• **Requirement**: Please retype every record exactly as it appears, omitting the pictures.

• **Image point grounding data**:
■ ■ ■ ■

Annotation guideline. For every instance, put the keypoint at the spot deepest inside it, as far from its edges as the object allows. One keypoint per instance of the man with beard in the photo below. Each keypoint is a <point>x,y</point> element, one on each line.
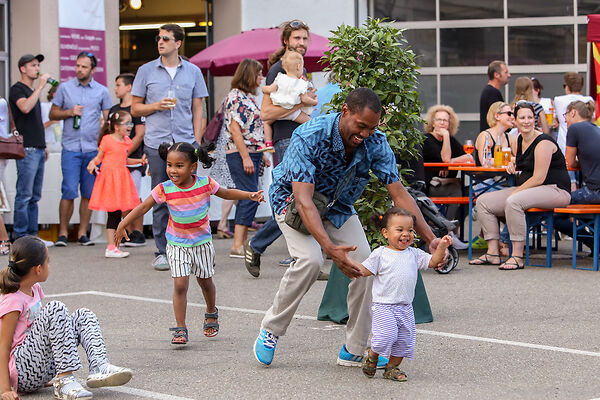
<point>80,102</point>
<point>294,37</point>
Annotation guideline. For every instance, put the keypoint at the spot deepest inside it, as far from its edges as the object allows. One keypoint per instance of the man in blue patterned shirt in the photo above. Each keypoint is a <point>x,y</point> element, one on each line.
<point>323,154</point>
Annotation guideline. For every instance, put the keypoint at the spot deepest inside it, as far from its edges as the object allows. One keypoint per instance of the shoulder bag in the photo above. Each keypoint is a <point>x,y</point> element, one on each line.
<point>213,129</point>
<point>292,216</point>
<point>11,147</point>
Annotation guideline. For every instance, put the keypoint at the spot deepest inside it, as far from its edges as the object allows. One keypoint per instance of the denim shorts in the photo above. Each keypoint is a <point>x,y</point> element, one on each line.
<point>75,174</point>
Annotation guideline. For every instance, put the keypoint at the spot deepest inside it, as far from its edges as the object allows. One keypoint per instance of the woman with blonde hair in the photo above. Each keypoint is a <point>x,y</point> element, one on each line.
<point>441,124</point>
<point>524,93</point>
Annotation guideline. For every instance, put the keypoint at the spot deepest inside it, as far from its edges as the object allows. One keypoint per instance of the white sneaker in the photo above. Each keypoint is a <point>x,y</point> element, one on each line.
<point>456,242</point>
<point>46,242</point>
<point>67,388</point>
<point>108,375</point>
<point>115,253</point>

■ ■ ■ ■

• **Answer below**:
Annotation guideline. For every instance, put the keypoint at the spot deepest inside it, as far from its edges as the object allows. One keypoint per instance of the man with beard in the photo below. Each keypoint is a <point>x,y</point> element, one on each line.
<point>80,102</point>
<point>294,37</point>
Annotation guideline. For every instance, put the keypoint at the spot deepest inside it, as far from its edges as the object allows. One keypoint per instance of the man in blue patterned shirt in the photo above. Each keypoint is a <point>x,y</point> element, one on each line.
<point>323,154</point>
Annotation guideline. For every instance, put the keypoint at the spot deepest inside it, as far from its edges as the object allows. One keypoint per instance of the shoulder bag in the photo above. Each keypoint is a <point>x,y</point> element, one on each line.
<point>213,129</point>
<point>292,216</point>
<point>11,147</point>
Annotation guideline. For every instance, put the keypoint at the spot deepest inside it, as far from its edges as the object allows. One keypoint per instance of the denim shorts in the photo above. Each keypoint is a <point>x,y</point> element, one on each line.
<point>75,174</point>
Annotation guideline. For every instance, put the keypoint at the spot deepest inside it, as far from its edges as the object allows. One keypoint per instance of the woman with blonde hair in the photo above. Each keypoint is a <point>x,y</point> element, one on each line.
<point>441,124</point>
<point>524,93</point>
Annotation guideline. For every instance, put the keypoint at the spot deepest inside it, as far from its edges as the object allows. One keypoint per instance of the white sneaker in the photo above. Each keypoint is a <point>x,y</point> element, one on each line.
<point>456,242</point>
<point>46,242</point>
<point>67,388</point>
<point>108,375</point>
<point>115,253</point>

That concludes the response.